>> START Records provided

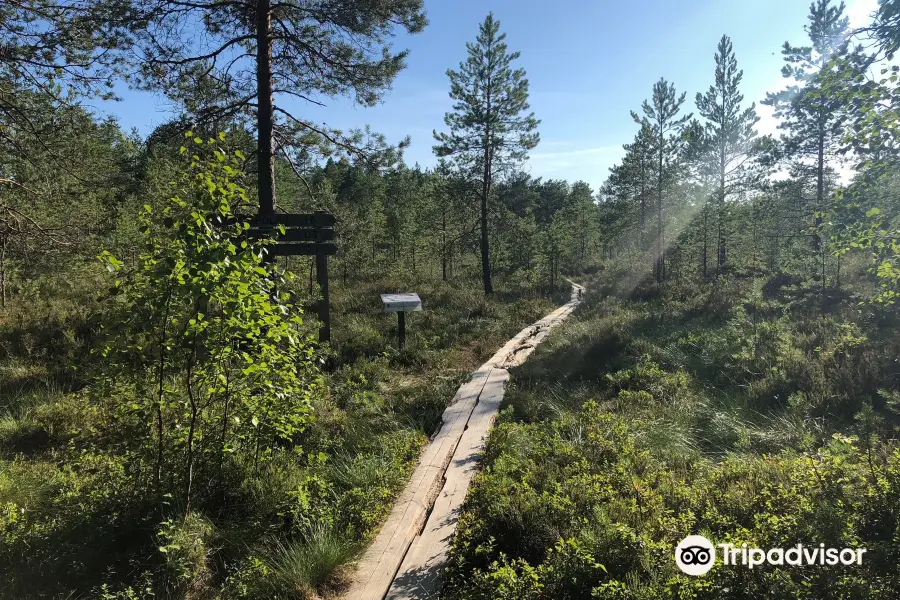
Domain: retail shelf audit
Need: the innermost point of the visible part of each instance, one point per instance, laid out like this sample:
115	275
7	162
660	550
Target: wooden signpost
305	235
401	304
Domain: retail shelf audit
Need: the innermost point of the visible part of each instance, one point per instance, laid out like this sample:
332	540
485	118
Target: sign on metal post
401	304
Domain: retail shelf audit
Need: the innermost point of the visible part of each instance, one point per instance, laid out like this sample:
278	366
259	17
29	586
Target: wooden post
322	280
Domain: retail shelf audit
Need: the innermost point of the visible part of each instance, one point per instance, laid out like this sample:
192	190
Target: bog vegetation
171	427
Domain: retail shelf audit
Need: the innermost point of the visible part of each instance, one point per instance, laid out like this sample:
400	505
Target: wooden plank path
405	560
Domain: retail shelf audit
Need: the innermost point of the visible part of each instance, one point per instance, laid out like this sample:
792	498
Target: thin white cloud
586	164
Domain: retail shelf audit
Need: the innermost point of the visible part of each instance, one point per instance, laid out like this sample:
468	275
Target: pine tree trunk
820	188
265	116
720	261
659	228
705	237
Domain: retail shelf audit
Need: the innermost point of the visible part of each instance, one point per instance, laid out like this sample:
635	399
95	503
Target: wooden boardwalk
405	560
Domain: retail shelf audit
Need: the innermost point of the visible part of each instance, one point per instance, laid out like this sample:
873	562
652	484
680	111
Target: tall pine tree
490	126
665	132
727	140
813	121
233	59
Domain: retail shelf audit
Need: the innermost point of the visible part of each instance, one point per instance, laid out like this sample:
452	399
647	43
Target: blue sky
589	62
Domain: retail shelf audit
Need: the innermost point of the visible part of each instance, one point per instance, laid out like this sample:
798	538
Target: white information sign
401	302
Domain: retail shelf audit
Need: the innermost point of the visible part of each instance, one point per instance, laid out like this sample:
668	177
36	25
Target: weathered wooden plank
419	574
406	558
303	249
379	564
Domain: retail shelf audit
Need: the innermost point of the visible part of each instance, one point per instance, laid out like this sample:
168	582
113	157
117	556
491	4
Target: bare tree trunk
485	257
820	188
705	238
720	264
265	110
659	228
3	271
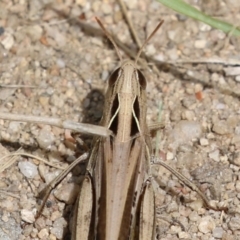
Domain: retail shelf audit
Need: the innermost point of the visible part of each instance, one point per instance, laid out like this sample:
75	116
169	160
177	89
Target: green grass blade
186	9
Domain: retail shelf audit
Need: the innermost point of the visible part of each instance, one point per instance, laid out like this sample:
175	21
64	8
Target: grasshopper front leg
147	213
83	211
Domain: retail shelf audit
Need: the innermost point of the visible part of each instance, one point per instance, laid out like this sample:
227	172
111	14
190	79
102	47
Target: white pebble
28	169
61	63
218	232
184	235
27	216
7	41
170	156
200	43
206	225
214	155
203	141
45	138
185	131
14	127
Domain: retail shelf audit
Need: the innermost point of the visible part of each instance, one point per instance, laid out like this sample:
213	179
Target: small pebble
45	138
234	224
34	32
28	169
27	216
184	235
68	193
221	128
43	234
203	141
215	155
58	227
7	41
206	225
200	43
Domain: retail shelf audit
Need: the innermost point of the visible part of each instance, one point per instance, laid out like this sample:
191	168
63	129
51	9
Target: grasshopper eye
114	77
141	79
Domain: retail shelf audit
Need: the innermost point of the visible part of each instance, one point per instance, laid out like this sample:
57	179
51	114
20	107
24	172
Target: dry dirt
55	62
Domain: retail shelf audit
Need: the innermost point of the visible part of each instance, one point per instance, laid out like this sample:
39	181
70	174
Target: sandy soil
55	62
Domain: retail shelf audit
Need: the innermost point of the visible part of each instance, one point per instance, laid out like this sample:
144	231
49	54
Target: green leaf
186	9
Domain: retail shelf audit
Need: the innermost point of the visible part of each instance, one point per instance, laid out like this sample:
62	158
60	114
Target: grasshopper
116	200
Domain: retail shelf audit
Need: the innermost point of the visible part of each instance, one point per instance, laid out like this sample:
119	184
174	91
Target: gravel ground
51	65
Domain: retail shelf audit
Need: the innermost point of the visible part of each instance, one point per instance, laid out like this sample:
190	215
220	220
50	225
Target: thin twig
57	122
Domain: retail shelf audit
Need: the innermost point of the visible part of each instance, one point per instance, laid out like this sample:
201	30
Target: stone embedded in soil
27	216
28	169
45	138
67	193
218	232
221	128
58	227
234	223
184	131
206	224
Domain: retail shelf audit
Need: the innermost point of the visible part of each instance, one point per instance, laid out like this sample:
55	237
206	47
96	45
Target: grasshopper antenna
109	37
147	40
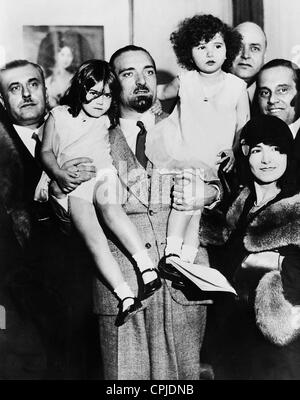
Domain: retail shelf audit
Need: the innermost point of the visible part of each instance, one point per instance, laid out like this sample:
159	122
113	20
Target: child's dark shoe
152	286
168	271
124	315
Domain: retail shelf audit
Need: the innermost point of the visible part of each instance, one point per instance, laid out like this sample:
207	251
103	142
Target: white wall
155	20
282	27
113	14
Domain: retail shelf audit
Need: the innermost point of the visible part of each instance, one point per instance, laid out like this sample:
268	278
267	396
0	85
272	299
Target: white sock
123	290
188	253
144	262
174	244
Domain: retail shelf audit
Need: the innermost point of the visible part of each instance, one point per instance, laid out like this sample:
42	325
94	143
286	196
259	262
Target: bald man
252	55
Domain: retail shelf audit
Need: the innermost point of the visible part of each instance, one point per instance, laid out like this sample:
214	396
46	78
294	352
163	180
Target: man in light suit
163	340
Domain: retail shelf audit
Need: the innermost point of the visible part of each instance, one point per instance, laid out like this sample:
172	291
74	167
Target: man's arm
83	167
209	197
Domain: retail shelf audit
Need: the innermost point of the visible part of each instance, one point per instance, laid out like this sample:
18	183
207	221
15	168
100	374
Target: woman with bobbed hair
260	336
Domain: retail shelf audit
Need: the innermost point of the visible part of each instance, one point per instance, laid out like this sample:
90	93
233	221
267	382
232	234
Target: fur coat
12	182
275	227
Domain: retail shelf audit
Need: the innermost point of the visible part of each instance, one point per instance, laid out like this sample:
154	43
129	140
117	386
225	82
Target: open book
206	278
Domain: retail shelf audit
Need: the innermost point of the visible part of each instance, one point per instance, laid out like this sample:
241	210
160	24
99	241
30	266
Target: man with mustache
28	239
252	55
278	94
163	340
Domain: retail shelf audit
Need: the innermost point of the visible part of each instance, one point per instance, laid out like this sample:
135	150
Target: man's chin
142	104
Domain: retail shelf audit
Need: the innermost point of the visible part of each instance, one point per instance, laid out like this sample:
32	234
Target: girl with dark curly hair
203	128
80	128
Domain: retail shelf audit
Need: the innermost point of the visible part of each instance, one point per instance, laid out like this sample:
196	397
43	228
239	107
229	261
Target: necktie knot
37	146
141	125
140	144
35	137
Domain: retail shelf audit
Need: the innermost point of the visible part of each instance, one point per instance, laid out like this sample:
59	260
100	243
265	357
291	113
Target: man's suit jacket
19	175
148	206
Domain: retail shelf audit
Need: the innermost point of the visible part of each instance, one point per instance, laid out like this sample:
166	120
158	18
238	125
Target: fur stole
275	316
276	226
11	185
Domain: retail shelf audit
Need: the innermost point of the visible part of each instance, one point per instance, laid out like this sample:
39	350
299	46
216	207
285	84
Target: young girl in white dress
204	126
80	128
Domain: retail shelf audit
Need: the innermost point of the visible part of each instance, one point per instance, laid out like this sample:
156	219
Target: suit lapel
130	172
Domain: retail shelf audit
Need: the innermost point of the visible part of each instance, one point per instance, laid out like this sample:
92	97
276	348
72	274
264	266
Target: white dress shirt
25	135
131	130
294	127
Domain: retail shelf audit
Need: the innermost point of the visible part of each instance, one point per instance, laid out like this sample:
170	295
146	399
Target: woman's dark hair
53	42
191	31
88	75
271	131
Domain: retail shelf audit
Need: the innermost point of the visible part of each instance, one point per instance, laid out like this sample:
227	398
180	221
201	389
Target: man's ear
295	321
47	99
2	101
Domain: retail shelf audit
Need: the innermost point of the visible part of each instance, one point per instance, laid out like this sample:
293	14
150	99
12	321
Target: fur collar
275	316
277	225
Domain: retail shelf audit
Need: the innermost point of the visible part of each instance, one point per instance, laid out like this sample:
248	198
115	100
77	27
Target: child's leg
177	224
107	200
191	239
86	222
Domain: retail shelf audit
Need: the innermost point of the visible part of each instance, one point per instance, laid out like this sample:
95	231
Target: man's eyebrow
29	81
133	69
126	69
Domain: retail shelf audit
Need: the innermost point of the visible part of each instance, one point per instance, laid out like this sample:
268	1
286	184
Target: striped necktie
140	145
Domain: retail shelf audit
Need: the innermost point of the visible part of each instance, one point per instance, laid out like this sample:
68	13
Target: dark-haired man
251	58
163	340
278	94
28	240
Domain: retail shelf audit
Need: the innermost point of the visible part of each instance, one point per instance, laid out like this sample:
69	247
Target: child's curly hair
88	75
191	31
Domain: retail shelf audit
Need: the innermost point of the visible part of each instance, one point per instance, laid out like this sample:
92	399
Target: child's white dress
82	137
198	128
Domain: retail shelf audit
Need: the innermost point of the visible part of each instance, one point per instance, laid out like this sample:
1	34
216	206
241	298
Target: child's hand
67	180
156	109
226	154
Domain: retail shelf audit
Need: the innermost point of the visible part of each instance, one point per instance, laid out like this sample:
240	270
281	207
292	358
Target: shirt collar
24	130
251	90
294	127
148	119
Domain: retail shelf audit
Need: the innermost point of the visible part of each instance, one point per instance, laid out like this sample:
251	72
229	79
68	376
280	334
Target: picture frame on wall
60	50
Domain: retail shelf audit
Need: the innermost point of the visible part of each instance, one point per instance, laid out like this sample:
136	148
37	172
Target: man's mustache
140	87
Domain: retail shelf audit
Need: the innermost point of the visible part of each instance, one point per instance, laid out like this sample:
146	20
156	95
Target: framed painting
59	50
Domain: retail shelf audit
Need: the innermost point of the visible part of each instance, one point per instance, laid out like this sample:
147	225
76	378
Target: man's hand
156	108
229	156
81	168
268	260
195	199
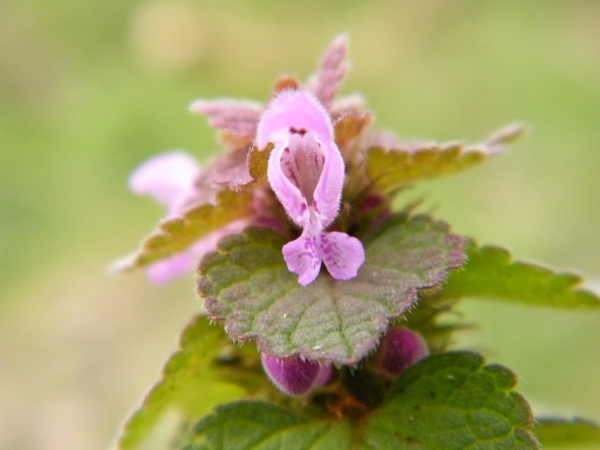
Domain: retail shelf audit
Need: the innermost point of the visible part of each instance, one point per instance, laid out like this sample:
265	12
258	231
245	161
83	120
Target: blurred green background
89	89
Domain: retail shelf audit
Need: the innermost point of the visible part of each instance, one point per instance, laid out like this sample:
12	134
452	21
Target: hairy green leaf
554	433
391	169
192	383
490	272
262	426
175	235
247	284
452	401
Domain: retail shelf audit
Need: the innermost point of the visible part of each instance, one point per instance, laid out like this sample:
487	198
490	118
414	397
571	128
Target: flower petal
169	178
328	194
240	117
166	270
302	258
293	109
342	254
325	83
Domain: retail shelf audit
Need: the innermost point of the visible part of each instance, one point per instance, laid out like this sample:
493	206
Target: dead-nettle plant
319	323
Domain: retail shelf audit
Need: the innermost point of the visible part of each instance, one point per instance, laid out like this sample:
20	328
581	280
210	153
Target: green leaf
192	383
175	235
262	426
391	169
554	433
452	401
490	272
247	284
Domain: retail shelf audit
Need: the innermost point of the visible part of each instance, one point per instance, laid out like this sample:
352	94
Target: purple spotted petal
342	254
306	168
293	109
169	178
302	258
306	172
295	376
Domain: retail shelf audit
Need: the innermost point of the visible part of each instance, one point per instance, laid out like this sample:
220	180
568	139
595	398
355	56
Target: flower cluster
308	167
306	173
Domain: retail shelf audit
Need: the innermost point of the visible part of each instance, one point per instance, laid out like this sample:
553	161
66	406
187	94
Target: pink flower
399	349
306	172
295	376
172	180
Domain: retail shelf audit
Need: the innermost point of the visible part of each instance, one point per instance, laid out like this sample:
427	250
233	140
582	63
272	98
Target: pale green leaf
391	169
452	401
175	235
192	383
262	426
247	284
569	434
490	272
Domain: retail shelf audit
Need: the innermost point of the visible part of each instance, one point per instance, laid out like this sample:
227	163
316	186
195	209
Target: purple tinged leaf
325	83
246	284
306	172
173	180
399	349
295	376
239	117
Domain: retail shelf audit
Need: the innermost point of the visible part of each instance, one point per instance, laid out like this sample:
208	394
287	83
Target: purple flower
172	180
295	376
399	349
306	172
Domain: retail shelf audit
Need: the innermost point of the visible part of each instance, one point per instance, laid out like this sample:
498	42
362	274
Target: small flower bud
399	349
295	376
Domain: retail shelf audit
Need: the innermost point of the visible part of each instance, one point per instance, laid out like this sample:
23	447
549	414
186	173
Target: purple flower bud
399	349
306	172
295	376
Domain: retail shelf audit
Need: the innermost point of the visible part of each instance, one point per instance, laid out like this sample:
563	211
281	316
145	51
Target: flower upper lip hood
306	169
306	172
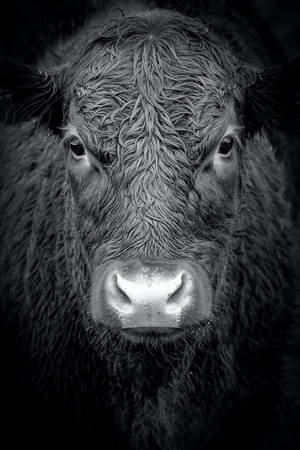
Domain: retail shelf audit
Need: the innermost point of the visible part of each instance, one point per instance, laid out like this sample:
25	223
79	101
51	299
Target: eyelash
77	149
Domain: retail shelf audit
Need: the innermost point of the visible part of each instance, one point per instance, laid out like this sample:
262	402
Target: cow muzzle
156	297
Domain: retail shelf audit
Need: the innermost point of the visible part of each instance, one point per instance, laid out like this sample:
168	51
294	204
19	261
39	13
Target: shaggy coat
151	95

>> END Records provided

:: Given request ::
Please filter the items above down to every line that contains the string "with", treating uppercase and lowercase as different. Copy each matching line in full.

:: Answer to this exercise ::
Target: woman with bobbed hair
Target: man with mustache
Target: girl with dark curly hair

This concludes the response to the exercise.